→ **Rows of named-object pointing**
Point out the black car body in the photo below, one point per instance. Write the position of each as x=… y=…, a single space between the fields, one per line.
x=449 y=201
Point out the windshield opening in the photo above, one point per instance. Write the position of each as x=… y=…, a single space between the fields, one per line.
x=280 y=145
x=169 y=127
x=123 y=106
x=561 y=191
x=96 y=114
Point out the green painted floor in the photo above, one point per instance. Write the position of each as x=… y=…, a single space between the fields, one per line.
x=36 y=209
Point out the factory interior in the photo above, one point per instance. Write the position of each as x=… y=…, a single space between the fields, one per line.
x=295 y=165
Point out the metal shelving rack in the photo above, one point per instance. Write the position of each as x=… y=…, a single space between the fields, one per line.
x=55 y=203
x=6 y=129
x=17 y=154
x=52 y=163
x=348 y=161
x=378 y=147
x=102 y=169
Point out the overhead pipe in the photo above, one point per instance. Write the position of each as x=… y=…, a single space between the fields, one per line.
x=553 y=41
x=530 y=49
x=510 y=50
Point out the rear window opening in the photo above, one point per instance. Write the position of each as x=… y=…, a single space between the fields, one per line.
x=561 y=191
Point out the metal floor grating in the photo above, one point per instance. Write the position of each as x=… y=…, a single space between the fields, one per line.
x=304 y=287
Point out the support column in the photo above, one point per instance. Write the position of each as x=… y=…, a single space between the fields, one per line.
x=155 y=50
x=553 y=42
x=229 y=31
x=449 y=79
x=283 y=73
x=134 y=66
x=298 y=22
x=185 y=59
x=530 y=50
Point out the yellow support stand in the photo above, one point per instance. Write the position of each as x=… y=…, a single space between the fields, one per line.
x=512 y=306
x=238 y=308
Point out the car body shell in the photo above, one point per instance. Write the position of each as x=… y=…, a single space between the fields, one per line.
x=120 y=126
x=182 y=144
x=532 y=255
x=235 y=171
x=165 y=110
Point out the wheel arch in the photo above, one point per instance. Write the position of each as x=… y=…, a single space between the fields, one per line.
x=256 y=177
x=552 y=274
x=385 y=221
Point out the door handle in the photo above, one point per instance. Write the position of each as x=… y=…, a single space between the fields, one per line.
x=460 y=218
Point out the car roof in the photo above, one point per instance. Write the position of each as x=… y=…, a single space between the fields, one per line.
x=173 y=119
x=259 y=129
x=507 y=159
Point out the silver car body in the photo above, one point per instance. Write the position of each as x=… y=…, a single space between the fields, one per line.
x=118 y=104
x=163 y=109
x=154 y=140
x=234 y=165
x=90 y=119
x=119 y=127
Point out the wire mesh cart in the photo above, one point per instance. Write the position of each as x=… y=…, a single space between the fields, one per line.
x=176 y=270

→ **Task goal**
Write out all of the rows above word for word, keeping every line unchanged and in the same order.

→ **The result**
Point out the black car body in the photo below, one point per instance. Write the position of each as x=… y=…, a single space between the fields, one per line.
x=449 y=201
Point out the windshield opening in the photo above, one point per instance. Write the position of each as x=… y=…, a single space between the fields, one per line.
x=280 y=145
x=169 y=127
x=123 y=106
x=561 y=191
x=96 y=114
Point out the green painted floor in the photo above, one point per instance. Write the position of each as x=… y=…, a single space between the fields, one per line.
x=36 y=209
Point out the factory interior in the photo above, one point per instance. Write the position of each as x=… y=…, a single space between the fields, one per line.
x=295 y=165
Point out the metal shelving rack in the photo above, one point per instance. Write the position of each as x=… y=…, a single space between the fields, one per line.
x=55 y=203
x=6 y=129
x=17 y=154
x=52 y=163
x=348 y=161
x=378 y=147
x=102 y=169
Point out the overhead pipe in the photo above, one point per instance. Write the position of each as x=… y=…, a single space between the fields, one per line.
x=553 y=41
x=530 y=49
x=510 y=50
Point out the rear window opening in the photo above, one point per instance. Write the position of each as x=… y=…, a single space between the fields, one per line.
x=561 y=191
Point out the metal floor grating in the photo above, one point per instance. Write the position of each as x=… y=…, a single space between the fields, one per line.
x=304 y=287
Point out the support column in the photo above, one point per instance. Write the position of each as x=… y=…, a single space between the fields, one per line.
x=155 y=50
x=553 y=42
x=229 y=31
x=449 y=79
x=283 y=73
x=134 y=66
x=298 y=22
x=185 y=59
x=530 y=50
Point out the yellow support stand in the photo above, one point per instance. Write the position of each as x=… y=…, a single space between the fields, one per line.
x=512 y=306
x=238 y=308
Point out the car body shell in the photo above, one point per instance. Write the position of each as x=… y=…, a single space between the fields, one per line.
x=120 y=126
x=182 y=144
x=532 y=255
x=235 y=171
x=165 y=110
Point out the wheel arch in the photo above, one point per instance. Write the position of each as x=… y=…, a single space between the fields, one per line.
x=256 y=177
x=552 y=274
x=385 y=221
Point out the door handle in the photo above, one point per instance. Write the position of each as x=… y=…, a single space between the fields, one per line.
x=460 y=218
Point out the car roof in the photo above, one point per instance. Write the position of each as x=… y=…, a single space between the fields, one per line.
x=173 y=119
x=259 y=129
x=507 y=159
Point out the silver car body in the photo above, one point per instance. Write the position of each as x=… y=…, a single space between the fields, one per line.
x=118 y=104
x=163 y=109
x=154 y=140
x=234 y=165
x=90 y=119
x=119 y=127
Point out the wire mesh cart in the photo above, one point per instance. Write the position of each as x=… y=…, a single space between the fields, one per line.
x=176 y=270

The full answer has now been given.